- [TASK DATA]
================
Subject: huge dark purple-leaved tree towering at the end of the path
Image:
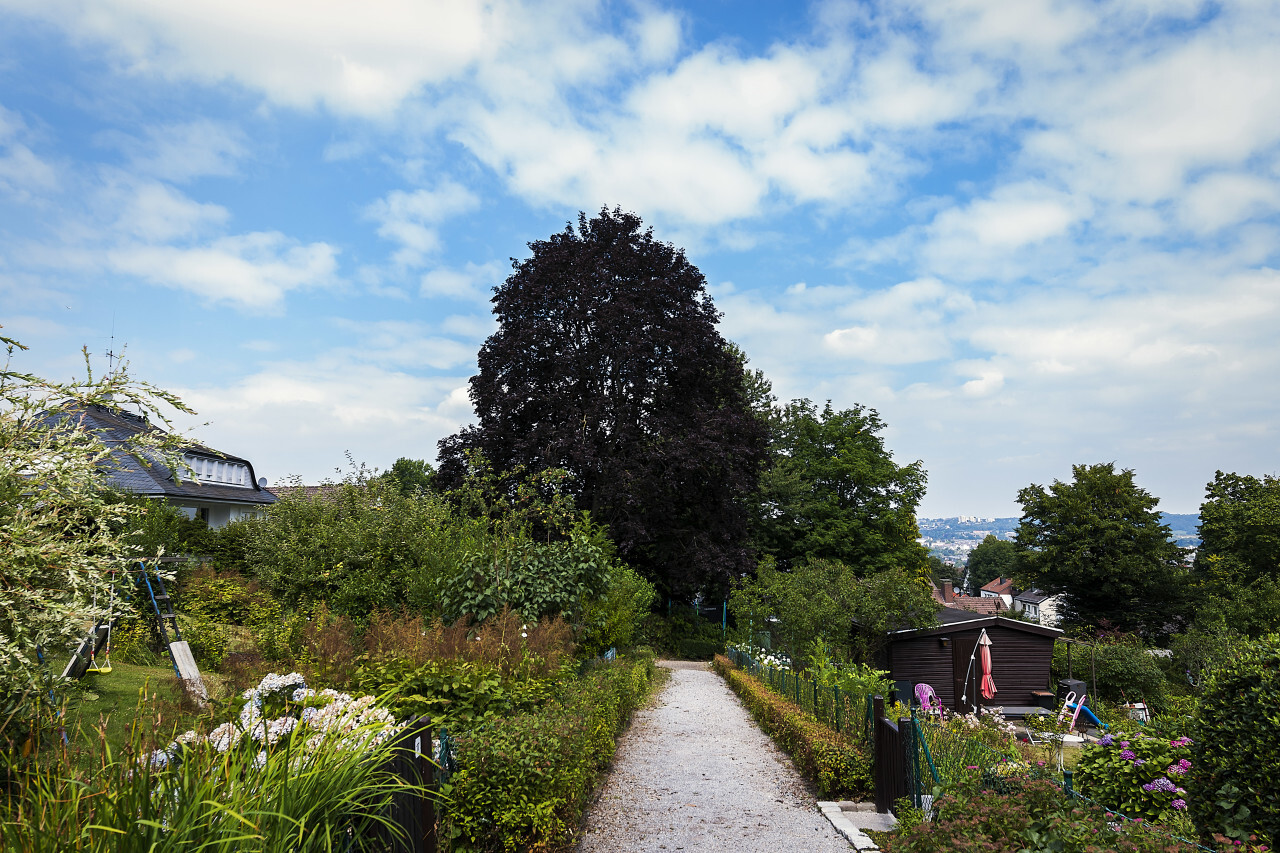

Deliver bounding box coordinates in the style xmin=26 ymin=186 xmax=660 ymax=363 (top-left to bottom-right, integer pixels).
================
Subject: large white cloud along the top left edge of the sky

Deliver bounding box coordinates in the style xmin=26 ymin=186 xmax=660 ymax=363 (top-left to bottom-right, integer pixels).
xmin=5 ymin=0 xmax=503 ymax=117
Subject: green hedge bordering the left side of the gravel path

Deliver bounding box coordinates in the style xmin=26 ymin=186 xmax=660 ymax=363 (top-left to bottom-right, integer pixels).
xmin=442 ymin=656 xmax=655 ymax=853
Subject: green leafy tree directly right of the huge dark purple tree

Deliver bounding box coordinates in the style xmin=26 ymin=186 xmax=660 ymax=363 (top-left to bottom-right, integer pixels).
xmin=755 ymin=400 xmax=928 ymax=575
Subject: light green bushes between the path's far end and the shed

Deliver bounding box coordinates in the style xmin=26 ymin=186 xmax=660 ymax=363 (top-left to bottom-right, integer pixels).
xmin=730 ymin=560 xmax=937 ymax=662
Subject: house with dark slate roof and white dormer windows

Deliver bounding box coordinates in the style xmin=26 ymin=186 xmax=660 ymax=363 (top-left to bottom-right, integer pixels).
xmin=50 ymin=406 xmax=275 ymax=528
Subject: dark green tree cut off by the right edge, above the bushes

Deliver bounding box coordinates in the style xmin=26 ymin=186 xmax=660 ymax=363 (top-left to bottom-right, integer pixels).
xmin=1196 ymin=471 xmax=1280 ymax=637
================
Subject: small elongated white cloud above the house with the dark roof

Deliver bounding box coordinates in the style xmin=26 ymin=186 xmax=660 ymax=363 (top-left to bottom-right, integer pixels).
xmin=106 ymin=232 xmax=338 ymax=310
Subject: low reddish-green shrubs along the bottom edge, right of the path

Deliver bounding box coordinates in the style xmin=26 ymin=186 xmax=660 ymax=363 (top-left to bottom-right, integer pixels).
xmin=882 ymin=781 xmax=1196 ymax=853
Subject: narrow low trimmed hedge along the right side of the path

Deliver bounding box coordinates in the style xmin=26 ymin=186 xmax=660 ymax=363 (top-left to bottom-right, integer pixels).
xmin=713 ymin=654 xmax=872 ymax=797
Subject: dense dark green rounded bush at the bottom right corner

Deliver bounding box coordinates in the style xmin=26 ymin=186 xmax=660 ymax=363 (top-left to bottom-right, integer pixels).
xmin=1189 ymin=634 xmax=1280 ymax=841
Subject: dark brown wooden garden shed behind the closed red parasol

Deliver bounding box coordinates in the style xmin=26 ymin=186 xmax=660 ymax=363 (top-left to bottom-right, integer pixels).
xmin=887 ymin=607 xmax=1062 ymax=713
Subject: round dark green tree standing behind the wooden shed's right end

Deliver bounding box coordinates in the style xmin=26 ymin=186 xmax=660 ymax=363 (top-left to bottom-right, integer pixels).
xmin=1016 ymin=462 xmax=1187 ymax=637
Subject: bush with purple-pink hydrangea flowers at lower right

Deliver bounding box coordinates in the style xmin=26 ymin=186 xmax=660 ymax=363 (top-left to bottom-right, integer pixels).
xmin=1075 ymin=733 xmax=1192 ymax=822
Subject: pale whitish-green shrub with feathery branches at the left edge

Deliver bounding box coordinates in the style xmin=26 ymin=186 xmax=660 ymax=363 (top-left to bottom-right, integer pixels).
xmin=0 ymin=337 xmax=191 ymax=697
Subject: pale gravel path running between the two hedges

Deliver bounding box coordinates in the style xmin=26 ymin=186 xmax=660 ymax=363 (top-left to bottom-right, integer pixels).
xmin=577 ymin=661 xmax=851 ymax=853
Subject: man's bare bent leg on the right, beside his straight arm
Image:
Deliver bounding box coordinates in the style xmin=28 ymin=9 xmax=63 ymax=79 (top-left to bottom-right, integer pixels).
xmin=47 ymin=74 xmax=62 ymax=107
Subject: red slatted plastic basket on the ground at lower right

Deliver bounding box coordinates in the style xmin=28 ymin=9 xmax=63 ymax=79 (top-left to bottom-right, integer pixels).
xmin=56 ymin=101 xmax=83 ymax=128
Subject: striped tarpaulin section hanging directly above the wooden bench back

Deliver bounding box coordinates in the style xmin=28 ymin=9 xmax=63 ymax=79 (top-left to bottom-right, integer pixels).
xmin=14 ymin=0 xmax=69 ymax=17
================
- [EXERCISE GOAL] The answer must be every line from the records above that contains "shed".

- [SOLUTION FOR THIS TASK]
Subject: light green bushes between the path's far end and the shed
Subject: dark brown wooden garden shed behind the closed red parasol
Subject: round dark green tree standing behind the wooden shed's right end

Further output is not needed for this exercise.